### GIVEN REQUEST
Return the lines below exactly, starting with the line that contains "Objective: one point per instance of the blue jacket" and stopping after the last line.

==========

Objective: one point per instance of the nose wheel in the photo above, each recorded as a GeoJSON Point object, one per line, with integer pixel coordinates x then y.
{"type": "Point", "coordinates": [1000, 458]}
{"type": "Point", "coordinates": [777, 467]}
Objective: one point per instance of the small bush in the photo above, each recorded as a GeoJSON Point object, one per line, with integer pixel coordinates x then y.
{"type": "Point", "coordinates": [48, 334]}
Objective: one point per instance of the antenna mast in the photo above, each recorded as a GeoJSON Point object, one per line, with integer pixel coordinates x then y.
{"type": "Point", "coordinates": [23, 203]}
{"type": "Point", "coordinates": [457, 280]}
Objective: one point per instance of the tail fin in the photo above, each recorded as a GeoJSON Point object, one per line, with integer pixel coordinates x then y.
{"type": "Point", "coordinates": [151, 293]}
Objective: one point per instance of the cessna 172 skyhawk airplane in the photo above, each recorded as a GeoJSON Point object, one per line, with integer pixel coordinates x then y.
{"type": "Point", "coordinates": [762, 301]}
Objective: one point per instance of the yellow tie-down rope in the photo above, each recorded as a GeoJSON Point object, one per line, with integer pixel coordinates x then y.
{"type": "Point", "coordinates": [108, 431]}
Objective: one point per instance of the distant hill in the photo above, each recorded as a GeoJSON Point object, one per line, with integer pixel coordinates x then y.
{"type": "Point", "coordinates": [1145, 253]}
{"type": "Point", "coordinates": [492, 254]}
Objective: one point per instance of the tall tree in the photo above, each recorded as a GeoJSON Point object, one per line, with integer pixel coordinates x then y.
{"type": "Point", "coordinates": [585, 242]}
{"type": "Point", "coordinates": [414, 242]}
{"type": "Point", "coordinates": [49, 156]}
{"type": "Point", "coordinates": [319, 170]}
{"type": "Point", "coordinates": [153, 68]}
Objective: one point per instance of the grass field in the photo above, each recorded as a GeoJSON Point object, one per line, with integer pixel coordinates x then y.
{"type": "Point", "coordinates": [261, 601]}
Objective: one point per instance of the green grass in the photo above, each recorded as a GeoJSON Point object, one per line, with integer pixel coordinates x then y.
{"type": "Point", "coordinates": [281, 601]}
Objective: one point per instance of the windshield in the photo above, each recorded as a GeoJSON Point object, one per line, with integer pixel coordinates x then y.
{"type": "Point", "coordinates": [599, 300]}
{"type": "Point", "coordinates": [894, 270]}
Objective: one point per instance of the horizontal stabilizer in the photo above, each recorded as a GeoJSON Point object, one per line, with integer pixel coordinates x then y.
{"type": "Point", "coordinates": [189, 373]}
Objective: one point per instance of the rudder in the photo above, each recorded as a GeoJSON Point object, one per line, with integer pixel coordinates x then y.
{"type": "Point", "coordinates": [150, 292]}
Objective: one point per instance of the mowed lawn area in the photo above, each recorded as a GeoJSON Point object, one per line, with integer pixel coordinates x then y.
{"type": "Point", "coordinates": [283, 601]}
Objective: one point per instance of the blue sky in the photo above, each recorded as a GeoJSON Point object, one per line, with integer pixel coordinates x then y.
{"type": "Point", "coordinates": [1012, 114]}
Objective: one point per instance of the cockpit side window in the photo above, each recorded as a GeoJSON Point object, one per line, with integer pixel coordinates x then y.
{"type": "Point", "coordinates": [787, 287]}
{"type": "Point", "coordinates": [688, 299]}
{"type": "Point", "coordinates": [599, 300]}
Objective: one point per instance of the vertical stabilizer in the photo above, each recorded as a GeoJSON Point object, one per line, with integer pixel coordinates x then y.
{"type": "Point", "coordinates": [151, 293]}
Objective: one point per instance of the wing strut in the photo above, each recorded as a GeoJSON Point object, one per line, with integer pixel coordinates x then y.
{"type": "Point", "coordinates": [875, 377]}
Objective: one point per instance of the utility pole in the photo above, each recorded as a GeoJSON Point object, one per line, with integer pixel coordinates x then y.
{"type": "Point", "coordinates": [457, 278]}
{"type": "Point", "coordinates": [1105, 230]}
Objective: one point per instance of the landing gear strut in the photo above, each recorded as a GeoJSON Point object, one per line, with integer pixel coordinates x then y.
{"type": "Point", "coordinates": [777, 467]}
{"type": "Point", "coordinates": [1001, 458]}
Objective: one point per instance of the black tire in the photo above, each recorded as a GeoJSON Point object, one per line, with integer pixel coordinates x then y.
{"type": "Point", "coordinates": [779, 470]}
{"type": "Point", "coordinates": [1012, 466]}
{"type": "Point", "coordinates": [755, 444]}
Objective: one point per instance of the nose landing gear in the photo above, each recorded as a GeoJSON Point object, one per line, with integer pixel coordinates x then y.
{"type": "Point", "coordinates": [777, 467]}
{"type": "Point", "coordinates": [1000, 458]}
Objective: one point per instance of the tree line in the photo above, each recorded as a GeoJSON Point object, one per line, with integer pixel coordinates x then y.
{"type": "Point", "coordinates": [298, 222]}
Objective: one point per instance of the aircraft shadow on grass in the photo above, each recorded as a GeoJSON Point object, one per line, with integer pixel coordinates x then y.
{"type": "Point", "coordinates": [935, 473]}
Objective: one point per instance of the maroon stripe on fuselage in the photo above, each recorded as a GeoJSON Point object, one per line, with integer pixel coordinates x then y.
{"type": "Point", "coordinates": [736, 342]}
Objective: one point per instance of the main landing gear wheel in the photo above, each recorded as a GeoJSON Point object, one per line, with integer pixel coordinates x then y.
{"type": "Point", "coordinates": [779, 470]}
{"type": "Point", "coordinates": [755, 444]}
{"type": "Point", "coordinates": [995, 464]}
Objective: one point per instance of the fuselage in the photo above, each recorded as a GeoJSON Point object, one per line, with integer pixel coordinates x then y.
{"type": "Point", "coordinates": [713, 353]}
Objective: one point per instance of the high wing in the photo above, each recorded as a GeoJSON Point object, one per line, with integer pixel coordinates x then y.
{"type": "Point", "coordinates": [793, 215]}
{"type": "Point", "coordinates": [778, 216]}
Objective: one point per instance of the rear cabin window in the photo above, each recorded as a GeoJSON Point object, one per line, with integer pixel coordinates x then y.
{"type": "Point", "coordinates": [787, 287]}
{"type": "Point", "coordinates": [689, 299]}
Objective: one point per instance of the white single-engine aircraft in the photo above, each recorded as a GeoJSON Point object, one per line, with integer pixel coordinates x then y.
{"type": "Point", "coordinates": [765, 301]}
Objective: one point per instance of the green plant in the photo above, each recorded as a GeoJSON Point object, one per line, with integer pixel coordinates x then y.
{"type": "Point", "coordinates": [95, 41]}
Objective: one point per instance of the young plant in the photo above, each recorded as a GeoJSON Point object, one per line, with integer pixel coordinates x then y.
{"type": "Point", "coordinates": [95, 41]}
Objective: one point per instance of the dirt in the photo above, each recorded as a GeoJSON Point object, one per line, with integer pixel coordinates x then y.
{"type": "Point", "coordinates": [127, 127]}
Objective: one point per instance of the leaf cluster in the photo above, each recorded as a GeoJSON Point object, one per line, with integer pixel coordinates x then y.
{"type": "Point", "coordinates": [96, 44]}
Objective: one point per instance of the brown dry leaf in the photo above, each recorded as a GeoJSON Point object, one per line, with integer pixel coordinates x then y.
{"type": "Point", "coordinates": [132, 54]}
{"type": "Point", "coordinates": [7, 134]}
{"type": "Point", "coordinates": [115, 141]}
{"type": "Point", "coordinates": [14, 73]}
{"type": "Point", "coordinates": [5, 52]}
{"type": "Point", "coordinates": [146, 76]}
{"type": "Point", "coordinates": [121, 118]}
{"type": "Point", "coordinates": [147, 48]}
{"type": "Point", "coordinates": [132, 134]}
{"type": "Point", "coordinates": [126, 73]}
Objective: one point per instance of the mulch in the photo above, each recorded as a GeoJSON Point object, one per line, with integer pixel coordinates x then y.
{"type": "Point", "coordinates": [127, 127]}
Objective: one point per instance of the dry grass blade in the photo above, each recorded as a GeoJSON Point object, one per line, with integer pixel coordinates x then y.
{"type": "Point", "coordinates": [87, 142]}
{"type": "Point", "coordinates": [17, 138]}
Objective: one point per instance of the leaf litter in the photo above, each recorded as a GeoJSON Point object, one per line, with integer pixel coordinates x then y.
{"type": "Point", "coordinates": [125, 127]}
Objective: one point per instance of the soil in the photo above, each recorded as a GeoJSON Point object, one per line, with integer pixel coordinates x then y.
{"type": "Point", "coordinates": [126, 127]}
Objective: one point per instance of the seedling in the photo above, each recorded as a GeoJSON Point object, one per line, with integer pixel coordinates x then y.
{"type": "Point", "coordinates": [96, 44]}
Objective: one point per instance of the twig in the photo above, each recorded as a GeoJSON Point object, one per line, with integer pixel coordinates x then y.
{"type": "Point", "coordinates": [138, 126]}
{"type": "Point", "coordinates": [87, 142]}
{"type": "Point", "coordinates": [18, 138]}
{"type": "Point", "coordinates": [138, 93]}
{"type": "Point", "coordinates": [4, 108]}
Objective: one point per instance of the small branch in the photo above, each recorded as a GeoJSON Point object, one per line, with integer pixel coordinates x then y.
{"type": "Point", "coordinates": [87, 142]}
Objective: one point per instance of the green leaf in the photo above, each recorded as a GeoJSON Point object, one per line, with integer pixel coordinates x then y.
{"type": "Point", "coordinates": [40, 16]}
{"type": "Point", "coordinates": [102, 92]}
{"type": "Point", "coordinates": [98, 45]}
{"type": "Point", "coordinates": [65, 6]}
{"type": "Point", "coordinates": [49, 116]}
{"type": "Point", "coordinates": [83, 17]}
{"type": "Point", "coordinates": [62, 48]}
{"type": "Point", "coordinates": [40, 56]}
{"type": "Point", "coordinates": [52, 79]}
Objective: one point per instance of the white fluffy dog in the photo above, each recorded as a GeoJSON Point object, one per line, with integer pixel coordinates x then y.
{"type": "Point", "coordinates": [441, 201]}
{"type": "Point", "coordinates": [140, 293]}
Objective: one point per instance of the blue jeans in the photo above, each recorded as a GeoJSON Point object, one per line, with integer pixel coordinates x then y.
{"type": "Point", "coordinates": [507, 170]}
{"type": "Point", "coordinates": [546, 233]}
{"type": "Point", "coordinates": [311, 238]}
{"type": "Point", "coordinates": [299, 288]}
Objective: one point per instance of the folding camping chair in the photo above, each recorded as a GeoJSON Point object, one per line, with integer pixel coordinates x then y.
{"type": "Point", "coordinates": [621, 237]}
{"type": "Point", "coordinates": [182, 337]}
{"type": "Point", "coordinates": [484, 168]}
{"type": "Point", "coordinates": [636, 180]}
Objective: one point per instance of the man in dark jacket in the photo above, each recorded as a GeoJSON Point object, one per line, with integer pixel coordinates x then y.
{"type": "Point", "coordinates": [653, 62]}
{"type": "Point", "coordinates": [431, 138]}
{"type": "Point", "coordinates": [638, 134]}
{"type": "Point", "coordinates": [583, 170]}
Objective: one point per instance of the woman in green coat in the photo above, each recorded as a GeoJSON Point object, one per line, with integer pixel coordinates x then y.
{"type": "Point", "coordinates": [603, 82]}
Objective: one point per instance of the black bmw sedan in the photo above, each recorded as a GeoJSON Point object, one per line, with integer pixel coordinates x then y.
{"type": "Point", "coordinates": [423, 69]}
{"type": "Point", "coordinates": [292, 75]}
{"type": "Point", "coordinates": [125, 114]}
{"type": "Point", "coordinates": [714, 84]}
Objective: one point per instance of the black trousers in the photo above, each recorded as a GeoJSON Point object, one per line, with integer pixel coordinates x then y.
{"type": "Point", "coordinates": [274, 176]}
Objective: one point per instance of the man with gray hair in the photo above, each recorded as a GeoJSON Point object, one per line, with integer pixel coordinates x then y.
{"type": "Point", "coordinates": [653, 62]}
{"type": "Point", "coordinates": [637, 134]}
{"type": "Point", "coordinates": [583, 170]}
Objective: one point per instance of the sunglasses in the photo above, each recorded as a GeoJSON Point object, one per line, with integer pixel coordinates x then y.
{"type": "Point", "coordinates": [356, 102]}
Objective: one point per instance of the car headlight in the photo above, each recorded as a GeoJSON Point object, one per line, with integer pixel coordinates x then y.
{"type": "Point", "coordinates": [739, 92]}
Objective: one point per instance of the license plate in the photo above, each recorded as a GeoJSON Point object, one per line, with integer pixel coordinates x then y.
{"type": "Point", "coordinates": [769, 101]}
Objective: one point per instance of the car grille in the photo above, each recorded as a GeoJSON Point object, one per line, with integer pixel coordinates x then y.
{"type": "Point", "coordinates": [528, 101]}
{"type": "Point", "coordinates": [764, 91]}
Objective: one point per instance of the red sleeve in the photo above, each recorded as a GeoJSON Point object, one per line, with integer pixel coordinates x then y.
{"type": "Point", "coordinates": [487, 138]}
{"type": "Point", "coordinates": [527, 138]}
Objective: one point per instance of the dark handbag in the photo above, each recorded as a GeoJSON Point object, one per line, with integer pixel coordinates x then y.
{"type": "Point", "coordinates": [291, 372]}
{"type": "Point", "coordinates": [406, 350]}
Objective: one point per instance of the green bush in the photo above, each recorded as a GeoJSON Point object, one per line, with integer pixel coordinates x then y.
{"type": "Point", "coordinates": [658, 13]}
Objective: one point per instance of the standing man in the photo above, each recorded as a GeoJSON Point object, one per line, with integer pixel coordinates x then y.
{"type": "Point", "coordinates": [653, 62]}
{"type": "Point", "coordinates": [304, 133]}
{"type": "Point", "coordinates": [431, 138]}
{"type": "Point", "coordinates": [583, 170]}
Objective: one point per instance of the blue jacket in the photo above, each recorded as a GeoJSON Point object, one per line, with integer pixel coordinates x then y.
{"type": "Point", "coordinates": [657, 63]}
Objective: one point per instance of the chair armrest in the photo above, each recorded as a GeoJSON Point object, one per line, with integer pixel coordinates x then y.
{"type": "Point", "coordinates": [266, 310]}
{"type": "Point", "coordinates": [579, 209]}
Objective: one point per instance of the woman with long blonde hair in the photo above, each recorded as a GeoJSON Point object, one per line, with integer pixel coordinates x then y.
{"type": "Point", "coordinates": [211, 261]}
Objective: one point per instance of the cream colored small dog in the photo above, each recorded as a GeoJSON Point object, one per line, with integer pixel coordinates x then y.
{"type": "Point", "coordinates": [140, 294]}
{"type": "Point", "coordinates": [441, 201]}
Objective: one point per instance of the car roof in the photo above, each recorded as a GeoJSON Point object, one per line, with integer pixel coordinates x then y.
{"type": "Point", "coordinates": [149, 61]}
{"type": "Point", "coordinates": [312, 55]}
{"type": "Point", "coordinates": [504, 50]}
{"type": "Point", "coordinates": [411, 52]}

==========

### COMPLETED TASK
Objective: one point per instance of the blue jacket in the photo above, each recorded as a GeoJSON Point object, one per line, with integer pixel coordinates x then y.
{"type": "Point", "coordinates": [657, 63]}
Objective: one point per instance of the chair armrest in the photo above, each recorded as a GeoJSON Point object, one per line, with integer pixel coordinates x then y.
{"type": "Point", "coordinates": [266, 310]}
{"type": "Point", "coordinates": [579, 209]}
Objective: one point per instance of the woman with long blonde hair in the photo above, each recorded as a GeoJSON Point object, one per line, with integer pixel coordinates x then y.
{"type": "Point", "coordinates": [211, 261]}
Objective: one point per instance of the cream colored small dog in the photo above, each recorded as a GeoJSON Point object, one per line, with integer pixel coordinates x then y.
{"type": "Point", "coordinates": [140, 294]}
{"type": "Point", "coordinates": [441, 201]}
Objective: one point per instance of the car roof in the photo above, each recorded as a GeoJSON Point object, one per line, with integer pixel coordinates x then y.
{"type": "Point", "coordinates": [149, 61]}
{"type": "Point", "coordinates": [312, 55]}
{"type": "Point", "coordinates": [504, 50]}
{"type": "Point", "coordinates": [411, 52]}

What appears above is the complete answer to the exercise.